--- START ---

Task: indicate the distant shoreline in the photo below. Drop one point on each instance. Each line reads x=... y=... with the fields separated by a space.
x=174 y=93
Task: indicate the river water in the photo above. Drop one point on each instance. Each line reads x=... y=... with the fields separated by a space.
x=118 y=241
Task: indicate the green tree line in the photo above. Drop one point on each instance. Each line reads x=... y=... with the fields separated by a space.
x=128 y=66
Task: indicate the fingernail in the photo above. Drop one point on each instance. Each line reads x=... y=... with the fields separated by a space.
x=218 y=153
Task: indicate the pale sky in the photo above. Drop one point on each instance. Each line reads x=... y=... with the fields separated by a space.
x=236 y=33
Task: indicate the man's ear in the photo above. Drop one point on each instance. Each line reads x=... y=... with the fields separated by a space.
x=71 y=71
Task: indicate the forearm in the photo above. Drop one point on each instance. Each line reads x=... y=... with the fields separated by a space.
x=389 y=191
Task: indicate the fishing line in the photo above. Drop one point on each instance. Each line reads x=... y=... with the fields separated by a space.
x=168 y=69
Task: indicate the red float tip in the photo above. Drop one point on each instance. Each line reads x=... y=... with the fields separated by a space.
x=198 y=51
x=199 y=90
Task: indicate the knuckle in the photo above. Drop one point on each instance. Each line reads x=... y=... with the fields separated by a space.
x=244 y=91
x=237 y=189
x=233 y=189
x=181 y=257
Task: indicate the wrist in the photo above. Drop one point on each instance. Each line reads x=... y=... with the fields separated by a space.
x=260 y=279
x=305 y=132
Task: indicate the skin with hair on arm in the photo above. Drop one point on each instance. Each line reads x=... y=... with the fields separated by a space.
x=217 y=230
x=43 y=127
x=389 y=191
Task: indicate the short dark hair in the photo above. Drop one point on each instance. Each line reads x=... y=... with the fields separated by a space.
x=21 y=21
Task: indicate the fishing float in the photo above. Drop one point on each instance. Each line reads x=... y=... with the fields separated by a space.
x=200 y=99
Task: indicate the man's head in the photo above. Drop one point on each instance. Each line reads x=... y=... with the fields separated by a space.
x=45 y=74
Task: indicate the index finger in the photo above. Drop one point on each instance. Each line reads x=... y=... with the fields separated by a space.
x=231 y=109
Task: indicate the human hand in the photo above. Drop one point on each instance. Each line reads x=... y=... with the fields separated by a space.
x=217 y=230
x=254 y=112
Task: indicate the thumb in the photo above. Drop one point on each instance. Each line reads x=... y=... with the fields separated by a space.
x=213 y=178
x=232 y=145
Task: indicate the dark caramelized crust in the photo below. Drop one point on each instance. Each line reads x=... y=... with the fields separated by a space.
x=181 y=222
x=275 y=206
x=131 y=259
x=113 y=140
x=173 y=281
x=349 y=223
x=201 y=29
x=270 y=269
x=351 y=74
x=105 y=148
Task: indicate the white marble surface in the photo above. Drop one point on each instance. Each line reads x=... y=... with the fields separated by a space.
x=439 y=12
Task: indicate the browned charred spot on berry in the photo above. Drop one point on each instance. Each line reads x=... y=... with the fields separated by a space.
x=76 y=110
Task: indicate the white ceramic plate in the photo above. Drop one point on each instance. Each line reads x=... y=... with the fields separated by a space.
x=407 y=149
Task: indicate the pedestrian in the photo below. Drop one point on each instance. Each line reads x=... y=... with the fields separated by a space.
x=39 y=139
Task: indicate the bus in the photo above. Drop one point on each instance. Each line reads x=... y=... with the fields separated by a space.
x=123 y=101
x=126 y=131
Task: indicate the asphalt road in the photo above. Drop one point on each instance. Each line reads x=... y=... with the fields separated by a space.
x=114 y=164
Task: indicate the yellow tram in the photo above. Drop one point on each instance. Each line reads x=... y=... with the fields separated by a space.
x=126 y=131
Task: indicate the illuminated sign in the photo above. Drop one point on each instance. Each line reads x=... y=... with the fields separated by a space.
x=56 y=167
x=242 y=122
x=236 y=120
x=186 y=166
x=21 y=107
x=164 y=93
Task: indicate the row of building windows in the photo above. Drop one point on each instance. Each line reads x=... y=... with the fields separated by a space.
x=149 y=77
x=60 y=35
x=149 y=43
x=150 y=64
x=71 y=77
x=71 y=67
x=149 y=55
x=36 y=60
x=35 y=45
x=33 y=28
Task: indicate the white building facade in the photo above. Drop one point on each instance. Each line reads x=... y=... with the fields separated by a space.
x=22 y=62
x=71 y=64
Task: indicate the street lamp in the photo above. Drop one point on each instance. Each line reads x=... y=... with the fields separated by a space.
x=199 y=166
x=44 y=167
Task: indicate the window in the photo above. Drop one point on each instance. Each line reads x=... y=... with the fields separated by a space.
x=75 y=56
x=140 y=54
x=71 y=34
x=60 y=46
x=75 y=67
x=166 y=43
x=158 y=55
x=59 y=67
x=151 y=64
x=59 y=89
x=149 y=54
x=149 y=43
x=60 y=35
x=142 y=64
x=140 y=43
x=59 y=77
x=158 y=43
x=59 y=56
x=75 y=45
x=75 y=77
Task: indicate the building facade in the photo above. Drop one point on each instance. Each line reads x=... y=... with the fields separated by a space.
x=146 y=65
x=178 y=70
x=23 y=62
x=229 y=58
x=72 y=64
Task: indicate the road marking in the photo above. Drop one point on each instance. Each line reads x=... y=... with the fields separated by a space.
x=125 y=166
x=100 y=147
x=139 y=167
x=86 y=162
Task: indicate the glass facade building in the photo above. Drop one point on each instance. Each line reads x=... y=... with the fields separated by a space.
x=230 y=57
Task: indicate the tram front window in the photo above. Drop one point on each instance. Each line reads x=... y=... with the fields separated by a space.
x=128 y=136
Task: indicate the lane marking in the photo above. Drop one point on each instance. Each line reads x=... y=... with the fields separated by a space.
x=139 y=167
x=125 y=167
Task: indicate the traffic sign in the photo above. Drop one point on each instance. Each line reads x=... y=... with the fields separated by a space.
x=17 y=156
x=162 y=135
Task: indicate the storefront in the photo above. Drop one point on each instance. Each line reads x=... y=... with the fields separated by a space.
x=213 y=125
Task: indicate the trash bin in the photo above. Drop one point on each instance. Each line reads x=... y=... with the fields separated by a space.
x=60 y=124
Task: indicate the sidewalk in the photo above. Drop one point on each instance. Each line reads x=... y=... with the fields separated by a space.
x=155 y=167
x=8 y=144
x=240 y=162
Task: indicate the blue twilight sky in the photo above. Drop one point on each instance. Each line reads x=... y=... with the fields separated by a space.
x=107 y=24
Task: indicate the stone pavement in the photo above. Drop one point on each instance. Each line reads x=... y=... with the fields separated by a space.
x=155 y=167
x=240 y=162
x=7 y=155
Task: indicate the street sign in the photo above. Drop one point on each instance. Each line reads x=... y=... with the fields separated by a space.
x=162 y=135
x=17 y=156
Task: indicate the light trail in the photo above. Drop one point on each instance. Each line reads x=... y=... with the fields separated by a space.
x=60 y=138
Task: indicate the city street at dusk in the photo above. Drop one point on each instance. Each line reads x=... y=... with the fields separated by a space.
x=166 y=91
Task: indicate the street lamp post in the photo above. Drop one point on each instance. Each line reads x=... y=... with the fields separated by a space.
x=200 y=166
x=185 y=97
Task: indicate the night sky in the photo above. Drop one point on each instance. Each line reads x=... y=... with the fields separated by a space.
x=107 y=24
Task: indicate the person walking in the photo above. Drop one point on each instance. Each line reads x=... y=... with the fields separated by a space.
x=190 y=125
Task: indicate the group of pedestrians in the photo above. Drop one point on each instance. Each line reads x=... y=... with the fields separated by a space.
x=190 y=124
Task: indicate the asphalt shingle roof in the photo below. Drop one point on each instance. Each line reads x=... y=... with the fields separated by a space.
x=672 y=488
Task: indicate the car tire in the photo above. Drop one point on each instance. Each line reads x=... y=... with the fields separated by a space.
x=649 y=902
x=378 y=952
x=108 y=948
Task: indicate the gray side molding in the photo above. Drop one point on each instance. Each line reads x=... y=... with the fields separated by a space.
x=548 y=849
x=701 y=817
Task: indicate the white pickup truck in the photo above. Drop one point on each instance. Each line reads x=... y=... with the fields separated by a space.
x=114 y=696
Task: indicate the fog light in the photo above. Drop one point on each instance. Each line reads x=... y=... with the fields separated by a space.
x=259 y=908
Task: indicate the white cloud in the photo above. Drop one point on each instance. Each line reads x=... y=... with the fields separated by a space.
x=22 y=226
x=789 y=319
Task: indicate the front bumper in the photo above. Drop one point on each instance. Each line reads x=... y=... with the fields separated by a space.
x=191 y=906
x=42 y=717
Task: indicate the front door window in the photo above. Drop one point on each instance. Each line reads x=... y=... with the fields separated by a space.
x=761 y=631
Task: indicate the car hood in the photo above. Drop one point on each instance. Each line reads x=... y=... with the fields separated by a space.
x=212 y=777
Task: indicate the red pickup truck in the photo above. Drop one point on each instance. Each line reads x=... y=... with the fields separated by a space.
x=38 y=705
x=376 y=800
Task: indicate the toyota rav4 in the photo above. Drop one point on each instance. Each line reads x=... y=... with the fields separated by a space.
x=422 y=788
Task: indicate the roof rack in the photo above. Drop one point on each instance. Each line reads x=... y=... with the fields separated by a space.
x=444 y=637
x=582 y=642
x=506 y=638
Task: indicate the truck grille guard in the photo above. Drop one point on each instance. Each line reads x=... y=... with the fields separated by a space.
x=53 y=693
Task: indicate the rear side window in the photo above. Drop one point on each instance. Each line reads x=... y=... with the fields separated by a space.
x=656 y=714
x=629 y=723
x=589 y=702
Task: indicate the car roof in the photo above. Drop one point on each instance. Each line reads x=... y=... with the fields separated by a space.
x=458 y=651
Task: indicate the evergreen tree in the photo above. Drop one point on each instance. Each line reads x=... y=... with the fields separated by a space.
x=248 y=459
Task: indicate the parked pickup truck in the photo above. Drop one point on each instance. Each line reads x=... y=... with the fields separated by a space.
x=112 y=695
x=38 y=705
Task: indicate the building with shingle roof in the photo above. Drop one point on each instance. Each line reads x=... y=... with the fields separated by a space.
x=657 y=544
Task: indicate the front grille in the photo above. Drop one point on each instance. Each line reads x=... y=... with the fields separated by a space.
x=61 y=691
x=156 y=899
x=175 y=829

--- END ---

## Work task
Repeat exactly the lines from the one containing "Task: indicate the truck" to the end of the records.

## The answer
Task: indicate the truck grille guard in the photo above. Drop one point on each instance. Each line reads x=... y=... with the fields separated by a space.
x=53 y=693
Task: indicate the rear side window in the photo above. Drop one point on each instance. Each line reads x=... y=... with the fields separated by a space.
x=656 y=714
x=629 y=723
x=589 y=702
Task: indicate the car roof in the photo above. Drop one point on each instance. Each line reads x=... y=... with the fields separated by a space.
x=458 y=651
Task: indicate the evergreen tree in the photo above. Drop one point on each instance. Each line reads x=... y=... with the fields separated by a space.
x=248 y=459
Task: indicate the parked pickup truck in the photo above. Drop one point on each instance. Each line reads x=... y=... with the fields separated by a space.
x=112 y=695
x=38 y=705
Task: indicate the building with shingle roof in the photo above. Drop one point on each instance. Each line reads x=... y=... with the fields separated by a space.
x=657 y=544
Task: indicate the front grille in the photo above. Drop one point on each instance. Each line reads x=... y=... with the fields separated by a space.
x=61 y=691
x=156 y=899
x=175 y=829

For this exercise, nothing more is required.